Exercise set –
A: In the Rapid Pass text, what is the maximum amount that can be loaded onto the card?
B: Continue the text about the Rapid Pass fare card, picking up after its final sentence.

Text to read –
--*--

Rapid Pass
- Native name: র‍্যাপিড পাস
- Location: Dhaka, Bangladesh
- Launched: 4 January 2018
- Technology: Near field communication; Contactless smart card;
- Operator: Dhaka Transport Coordination Authority
- Manager: Dhaka Transport Coordination Authority
- Currency: BDT (৳100 minimum load, ৳10000 maximum load)
- Stored-value: e-purse
- Credit expiry: None
- Auto recharge: No
- Validity: Dhaka MRT; Dhaka BRT; BRTC; BIWTA; ;
- Retailed: 34 branches and sub branches of Dutch-Bangla Bank;
- Website: rapidpass.com.bd

= Rapid Pass =

Smart card fare system in Bangladesh

The Rapid Pass is a smart card automated fare collection system based on near-field communication (NFC) technology used on participating public transit systems in Dhaka, the capital of Bangladesh. Rapid Pass card readers were implemented on a trial basis in 2017. Full implementation began in January 2018 and it was rolled out across rapid transit stations, railway stations, bus stops and terminals, and transit vehicles on many different transit systems.

--*--

Records of labeled points
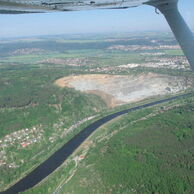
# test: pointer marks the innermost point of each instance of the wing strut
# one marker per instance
(179, 27)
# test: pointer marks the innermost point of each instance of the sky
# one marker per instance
(142, 18)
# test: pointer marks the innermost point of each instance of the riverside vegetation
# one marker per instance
(37, 117)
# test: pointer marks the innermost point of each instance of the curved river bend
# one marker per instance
(55, 160)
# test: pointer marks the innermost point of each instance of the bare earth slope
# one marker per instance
(120, 89)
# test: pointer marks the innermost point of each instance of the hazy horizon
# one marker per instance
(139, 19)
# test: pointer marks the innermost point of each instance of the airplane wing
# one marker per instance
(39, 6)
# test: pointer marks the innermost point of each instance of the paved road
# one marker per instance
(54, 161)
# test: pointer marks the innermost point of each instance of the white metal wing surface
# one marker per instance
(34, 6)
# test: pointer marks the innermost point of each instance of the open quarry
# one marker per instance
(117, 90)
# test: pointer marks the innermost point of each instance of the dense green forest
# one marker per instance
(37, 117)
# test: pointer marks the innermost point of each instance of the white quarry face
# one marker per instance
(30, 6)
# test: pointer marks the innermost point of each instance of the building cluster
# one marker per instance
(142, 47)
(19, 139)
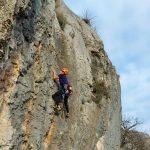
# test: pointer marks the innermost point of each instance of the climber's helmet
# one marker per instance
(65, 71)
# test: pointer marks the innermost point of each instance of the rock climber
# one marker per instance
(64, 86)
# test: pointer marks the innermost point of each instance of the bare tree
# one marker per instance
(128, 126)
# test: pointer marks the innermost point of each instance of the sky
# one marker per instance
(124, 27)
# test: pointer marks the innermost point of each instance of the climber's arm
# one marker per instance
(55, 77)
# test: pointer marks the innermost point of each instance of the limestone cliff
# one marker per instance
(36, 35)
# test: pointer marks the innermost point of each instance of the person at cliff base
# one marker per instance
(63, 86)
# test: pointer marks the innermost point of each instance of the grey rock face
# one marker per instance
(35, 36)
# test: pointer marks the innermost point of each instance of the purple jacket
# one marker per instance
(63, 79)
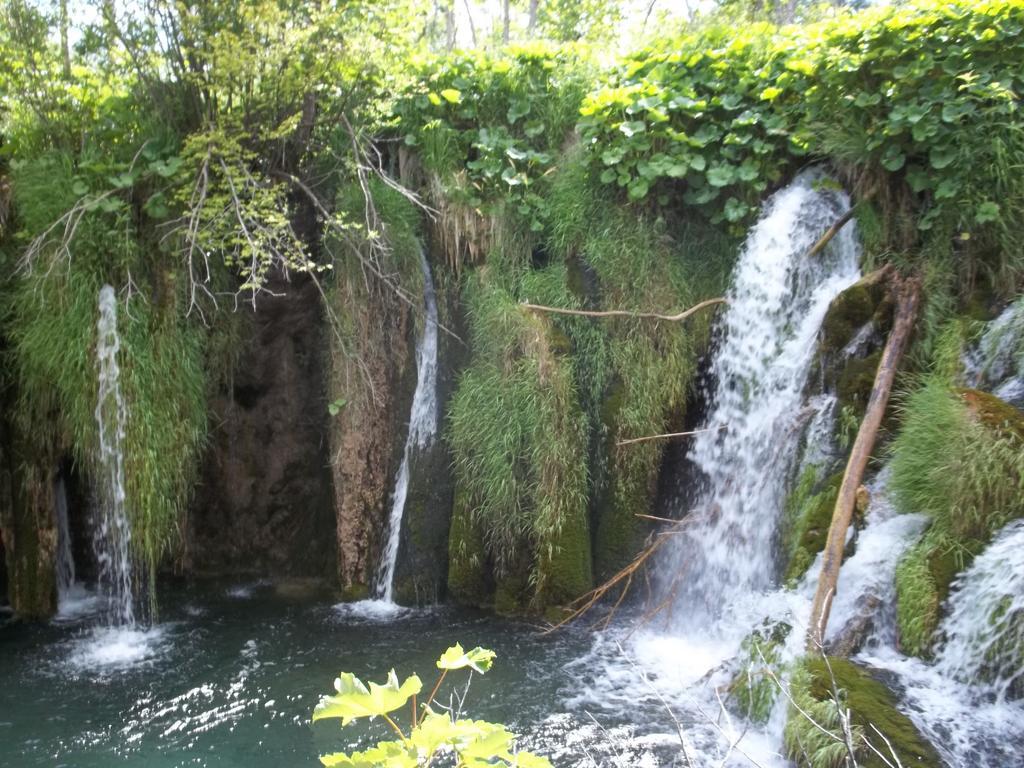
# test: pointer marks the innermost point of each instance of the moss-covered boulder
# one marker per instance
(958, 459)
(822, 688)
(755, 686)
(811, 507)
(469, 582)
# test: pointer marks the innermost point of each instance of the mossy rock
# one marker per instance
(512, 595)
(995, 414)
(871, 704)
(468, 578)
(754, 688)
(565, 569)
(354, 592)
(619, 532)
(810, 527)
(924, 580)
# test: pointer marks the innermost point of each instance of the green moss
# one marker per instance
(565, 569)
(957, 458)
(467, 577)
(924, 579)
(847, 314)
(870, 706)
(354, 592)
(998, 416)
(755, 687)
(813, 514)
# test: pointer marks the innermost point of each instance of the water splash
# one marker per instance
(66, 560)
(422, 428)
(995, 363)
(984, 629)
(112, 535)
(766, 347)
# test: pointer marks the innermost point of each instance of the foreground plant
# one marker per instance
(474, 743)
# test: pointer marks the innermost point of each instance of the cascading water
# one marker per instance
(766, 347)
(66, 560)
(112, 535)
(422, 428)
(984, 631)
(996, 361)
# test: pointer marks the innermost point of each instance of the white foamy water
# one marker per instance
(372, 610)
(104, 649)
(66, 560)
(112, 535)
(995, 363)
(865, 589)
(722, 572)
(767, 341)
(422, 428)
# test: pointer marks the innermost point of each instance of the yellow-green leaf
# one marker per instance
(355, 700)
(478, 659)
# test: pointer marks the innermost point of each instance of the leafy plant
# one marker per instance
(431, 732)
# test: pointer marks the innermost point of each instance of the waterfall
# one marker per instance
(984, 629)
(766, 343)
(66, 560)
(995, 363)
(422, 428)
(112, 535)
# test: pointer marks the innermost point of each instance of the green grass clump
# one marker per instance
(822, 688)
(519, 437)
(51, 324)
(957, 459)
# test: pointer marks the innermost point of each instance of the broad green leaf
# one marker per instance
(986, 212)
(942, 157)
(633, 127)
(478, 659)
(355, 700)
(893, 159)
(721, 175)
(384, 755)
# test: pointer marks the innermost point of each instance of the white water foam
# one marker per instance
(422, 429)
(767, 342)
(112, 535)
(107, 649)
(372, 610)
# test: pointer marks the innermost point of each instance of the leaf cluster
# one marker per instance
(473, 743)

--*--

Final answers –
A: ৳10000

B:
==History==

Old design of Rapid Pass card

In 2014, Dhaka Transport Coordination Authority (DTCA) took up a project to develop an automated fare collection system for Dhaka city at a cost of . Japan International Cooperation Agency provided technical assistance and 73% of the total budget for the project. The authority concerned decided to introduce Rapid Pass service on trial basis for buses operated by Bangladesh Road Transport Corporation plying on Abdullahpur–Motijheel route in the city in May 2017. Sheikh Hasina, prime minister of the country, inaugurated the card service of the Rapid Pass on 4 January 2018. The project was said to be completed in 2019, which was in the process of setting up a clearing house bank for multiple transport services which was implemented by Dutch-Bangla Bank. In the meeting on bus route rationalization organized on 21 June 2022, it was decided to ensure the use of Rapid Pass in all modes of transport in Dhaka. From September 2023, Bangladesh Road Transport Corporation decided to implement Rapid Pass for all bus transport services operated by them. On 20 March 2024, the facility of collecting fares through Rapid Pass was introduced in BRTC buses operating on Dhaka–Narayanganj link road. In May 2024, the Road Transport and Highways Division drafted the "Public Transport Integrated Ticketing System and Clearing House Management Act, 2024" to make Rapid Pass a payment card for all types of monetary activities. In 2024, Japan International Cooperation Agency ended their technological assistance to the Rapid Pass project. From 20 December 2024, metro stations started to sell Rapid Pass. In 2025, DTCA took an intuitive to give online recharge service and for that they called for primary tenders.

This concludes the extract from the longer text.